Will Chertoff claim this is another accident as well? See the pictures for yourself. Excuse my skepticism, but it sounds like someone in the Border Patrol was ordered by the powers that be to provide a cover story for what was essentially an act of war on the part of Mexico. In a border incident in the same spot last week, a Humvee and heavily armed men who appeared to be soldiers, reportedly came to the rescue of drug smugglers who were being chased back across the border into Mexico; the incursion occurred about 50 miles east of El Paso. On Wednesday afternoon, the Mexican Consulate released a statement saying the heavily armed men were not Mexican Soldiers, but were State Police, investigating last week's smuggling incident. Consulate officials say the men will be in the area for the next several days. So the Border Patrol supposedly invited Mexican soldiers onto Texas soil for several days, without seeking permission from Gov. Rick Perry, and neglected to inform local law enforcement officers -- a mere eight days after the last armed incursion, knowing there was a chance some local lawman might shoot first and ask questions later? I don't THINK so!
The Minuteman Civil Defense Corps (“MCDC”) released the video footage of an incursion by a unit of the Mexican army across the U.S. border in Arizona on January 20. The footage, filmed in 2004, was sent to then Secretary of Homeland Security Tom Ridge. His office did not respond. The video has remained in the Minuteman video archive and is being released in response to recent news reports that over 200 cross-border incursions by the Mexican army have been documented since 1996. Chris Simcox and a group of Civil Defense Corps volunteers encountered a squad of approximately eight armed Mexican soldiers about 500 yards inside American territory.
Tony Dolz reported for American Chronicle, "At 2:15 PM on Monday, January 23, a large number of heavily armed Mexican Army soldiers had a standoff with nearly 30 U.S. law enforcement officials near Neely's Crossing, on U.S. soil, 50 miles east of El Paso. According to the Hudspeth County Sheriff's Department and the FBI, Mexican military Humvees were towing what appeared to be thousands of pounds of marijuana across the border into the United States. Mexican soldiers armed with several mounted machine guns on the ground held their position more than 200 yards inside of United States territory. Sheriff Deputies captured a Cadillac Escalade reportedly stolen from El Paso laden with 1,477 pounds of marijuana; as well as one of the Humvees which the soldiers had set on fire. Inland Valley Daily Bulleting reporters Sara Carter and Kenneth Todd Ruiz, in their stunning coverage of this story, quote Chief Deputy Sheriff Mike Doyal as saying that these incidents are common at Neely's Crossing.

▶ **Set problem 1**:
Which people are named in the passage on Mexican military incursions?
▶ **Set problem 2**:
Can you extend the passage on Mexican military incursions by writing what comes after its final sentence?

▶ **Dataset entries**:
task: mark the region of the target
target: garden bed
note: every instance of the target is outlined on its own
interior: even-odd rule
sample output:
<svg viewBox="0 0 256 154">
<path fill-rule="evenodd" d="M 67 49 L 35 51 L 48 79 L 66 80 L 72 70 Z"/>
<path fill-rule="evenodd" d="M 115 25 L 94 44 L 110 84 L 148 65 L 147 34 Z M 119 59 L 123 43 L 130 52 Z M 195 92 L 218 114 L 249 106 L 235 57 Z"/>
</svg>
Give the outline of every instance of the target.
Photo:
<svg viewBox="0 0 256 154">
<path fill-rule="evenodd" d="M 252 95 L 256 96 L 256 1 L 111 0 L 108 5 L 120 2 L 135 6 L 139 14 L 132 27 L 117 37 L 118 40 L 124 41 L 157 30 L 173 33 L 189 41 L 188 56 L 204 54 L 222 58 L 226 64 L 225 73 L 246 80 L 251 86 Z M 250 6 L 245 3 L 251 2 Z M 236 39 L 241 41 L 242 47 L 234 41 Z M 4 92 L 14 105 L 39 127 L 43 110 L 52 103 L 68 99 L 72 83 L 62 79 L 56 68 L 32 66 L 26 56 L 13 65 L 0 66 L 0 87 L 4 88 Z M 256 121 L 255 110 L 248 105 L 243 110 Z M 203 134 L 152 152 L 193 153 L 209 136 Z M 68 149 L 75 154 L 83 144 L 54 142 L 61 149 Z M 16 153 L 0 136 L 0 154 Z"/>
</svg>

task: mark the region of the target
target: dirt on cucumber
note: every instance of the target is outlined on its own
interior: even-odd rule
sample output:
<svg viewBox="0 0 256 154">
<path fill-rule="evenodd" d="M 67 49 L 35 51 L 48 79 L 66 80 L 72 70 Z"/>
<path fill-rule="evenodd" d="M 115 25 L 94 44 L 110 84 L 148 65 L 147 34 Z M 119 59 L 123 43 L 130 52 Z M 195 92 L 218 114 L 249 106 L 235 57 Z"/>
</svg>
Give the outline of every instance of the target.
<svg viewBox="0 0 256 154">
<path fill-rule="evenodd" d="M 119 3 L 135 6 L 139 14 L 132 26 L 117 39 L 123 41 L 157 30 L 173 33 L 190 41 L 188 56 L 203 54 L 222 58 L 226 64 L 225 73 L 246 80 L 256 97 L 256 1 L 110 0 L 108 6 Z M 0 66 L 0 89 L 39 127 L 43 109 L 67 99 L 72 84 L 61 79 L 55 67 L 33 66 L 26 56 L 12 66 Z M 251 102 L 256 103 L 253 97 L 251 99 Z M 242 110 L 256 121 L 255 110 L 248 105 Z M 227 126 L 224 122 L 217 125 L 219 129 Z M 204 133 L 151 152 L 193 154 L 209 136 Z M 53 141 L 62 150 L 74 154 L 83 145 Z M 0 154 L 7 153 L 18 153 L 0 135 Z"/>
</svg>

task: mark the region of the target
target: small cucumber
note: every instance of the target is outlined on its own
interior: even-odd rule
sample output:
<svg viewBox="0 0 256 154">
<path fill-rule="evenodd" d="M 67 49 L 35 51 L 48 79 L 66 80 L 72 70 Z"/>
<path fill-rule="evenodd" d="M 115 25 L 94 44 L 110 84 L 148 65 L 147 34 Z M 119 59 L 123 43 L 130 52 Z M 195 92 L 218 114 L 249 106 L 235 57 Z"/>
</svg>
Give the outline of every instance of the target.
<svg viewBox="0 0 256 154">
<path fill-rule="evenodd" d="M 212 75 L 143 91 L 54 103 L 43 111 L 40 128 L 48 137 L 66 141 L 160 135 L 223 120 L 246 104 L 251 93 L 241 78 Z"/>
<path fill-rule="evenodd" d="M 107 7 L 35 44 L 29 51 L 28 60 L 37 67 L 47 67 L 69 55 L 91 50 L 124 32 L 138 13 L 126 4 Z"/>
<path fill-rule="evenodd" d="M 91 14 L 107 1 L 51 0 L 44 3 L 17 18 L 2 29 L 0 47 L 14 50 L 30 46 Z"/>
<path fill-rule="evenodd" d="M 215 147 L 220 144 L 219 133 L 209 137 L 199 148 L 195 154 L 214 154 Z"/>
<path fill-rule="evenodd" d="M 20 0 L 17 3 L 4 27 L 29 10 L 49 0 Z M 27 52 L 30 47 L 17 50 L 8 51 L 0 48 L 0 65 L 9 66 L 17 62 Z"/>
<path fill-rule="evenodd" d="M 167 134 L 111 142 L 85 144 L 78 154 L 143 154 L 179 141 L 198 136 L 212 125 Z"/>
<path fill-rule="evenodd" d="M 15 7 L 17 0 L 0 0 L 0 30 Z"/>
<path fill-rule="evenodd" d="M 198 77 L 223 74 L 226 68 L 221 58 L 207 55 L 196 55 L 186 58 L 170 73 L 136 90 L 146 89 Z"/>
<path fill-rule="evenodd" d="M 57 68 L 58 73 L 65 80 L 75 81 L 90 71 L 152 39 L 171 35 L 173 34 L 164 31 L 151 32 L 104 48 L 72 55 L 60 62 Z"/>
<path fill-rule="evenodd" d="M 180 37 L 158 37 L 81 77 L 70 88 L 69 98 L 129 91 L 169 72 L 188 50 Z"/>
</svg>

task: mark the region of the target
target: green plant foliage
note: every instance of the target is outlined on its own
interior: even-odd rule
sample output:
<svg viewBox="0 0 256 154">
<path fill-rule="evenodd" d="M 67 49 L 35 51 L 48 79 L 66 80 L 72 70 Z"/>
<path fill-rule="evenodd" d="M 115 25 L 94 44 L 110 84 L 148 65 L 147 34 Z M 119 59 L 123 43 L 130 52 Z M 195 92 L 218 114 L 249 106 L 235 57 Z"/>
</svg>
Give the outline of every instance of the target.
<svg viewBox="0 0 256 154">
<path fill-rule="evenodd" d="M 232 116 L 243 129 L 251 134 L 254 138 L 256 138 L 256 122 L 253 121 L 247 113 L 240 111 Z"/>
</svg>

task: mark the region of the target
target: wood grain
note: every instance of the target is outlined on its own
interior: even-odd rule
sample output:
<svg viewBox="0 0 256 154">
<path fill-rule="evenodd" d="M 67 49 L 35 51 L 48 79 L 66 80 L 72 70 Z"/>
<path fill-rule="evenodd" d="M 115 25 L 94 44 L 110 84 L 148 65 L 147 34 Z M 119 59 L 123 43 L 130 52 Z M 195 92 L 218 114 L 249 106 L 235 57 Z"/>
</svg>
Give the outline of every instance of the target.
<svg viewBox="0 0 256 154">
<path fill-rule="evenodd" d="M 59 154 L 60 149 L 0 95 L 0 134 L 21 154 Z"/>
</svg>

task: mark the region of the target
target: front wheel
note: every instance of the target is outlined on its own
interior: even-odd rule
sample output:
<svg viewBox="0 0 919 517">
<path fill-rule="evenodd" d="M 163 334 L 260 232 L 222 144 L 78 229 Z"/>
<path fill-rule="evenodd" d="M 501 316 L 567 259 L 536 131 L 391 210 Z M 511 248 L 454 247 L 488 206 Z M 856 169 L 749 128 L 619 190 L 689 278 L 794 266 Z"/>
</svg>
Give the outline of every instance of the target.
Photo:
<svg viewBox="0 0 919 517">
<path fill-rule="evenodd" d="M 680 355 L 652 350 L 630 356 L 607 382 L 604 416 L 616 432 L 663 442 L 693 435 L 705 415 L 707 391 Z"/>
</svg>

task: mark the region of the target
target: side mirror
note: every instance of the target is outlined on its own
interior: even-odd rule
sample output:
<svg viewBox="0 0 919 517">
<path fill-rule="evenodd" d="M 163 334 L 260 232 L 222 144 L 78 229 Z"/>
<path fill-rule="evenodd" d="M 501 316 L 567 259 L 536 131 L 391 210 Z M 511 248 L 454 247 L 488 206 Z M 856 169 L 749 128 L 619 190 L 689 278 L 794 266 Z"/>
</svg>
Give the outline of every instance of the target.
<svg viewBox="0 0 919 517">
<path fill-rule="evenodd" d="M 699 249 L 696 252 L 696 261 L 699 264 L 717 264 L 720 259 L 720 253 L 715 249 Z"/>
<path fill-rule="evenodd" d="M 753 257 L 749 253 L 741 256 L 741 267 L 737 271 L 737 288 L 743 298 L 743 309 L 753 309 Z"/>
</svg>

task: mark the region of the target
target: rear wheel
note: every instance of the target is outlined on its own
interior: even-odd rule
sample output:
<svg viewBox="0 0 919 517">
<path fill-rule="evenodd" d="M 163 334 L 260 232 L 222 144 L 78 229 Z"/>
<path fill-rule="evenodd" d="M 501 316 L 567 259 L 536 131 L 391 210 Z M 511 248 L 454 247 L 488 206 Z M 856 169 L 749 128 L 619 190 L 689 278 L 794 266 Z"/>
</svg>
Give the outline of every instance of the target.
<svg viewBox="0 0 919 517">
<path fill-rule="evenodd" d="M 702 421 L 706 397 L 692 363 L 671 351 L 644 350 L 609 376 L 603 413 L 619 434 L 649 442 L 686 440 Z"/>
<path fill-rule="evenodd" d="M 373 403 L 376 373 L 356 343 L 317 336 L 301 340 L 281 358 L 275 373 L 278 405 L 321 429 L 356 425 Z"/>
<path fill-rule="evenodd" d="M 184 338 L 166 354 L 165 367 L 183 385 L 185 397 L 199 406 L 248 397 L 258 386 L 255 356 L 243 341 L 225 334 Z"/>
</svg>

▶ **Reply 1**:
Chertoff, Rick Perry, Tom Ridge, Chris Simcox, Tony Dolz, Sara Carter, Kenneth Todd Ruiz, and Mike Doyal.

▶ **Reply 2**:
"In a Homeland Security document uncovered by the Inland Valley Daily Bulletin on January 15 th, it states that 216 Mexican army incursions have occurred in the last 10 years. This is loudly contested by T. J. Bonner, president of the National Border Patrol Council, the Border Patrol agent's national union, who says that these incursion are far more common and that the Border Patrol agents reports to headquarters in Washington are routinely ignored as is the risks that this armed incursions represent to the agents and area residents. The frequency of the violations has been corroborated repeatedly by the likes of Texas State Representative, John Culberson who earlier this month toured the Laredo area with no less than Homeland Security Secretary Michael Chertoff. Rep. Culberson was told by sheriffs and Border Patrol agents that standoffs with “uniformed, machine gun-toting military people”, occur regularly. The secret document points to El Centro, California as the place where the greatest number of dangerous incursions has taken place out of our entire 2000 mile border with Mexico.
"In a Daily Bulleting series entitled, Beyond Borders, the newspaper related an incident from 2000 when 16 Mexican soldiers were arrested by Border Patrol agents in a small town west of El Paso, New Mexico after the soldiers fired on the agents. Inexplicably, U. S. State Department officials forced the border agents to release the soldiers and return them to Mexico with their weapons! What the American people do not know about these broken border threats the better; that seems to be what our government thinks is best for us."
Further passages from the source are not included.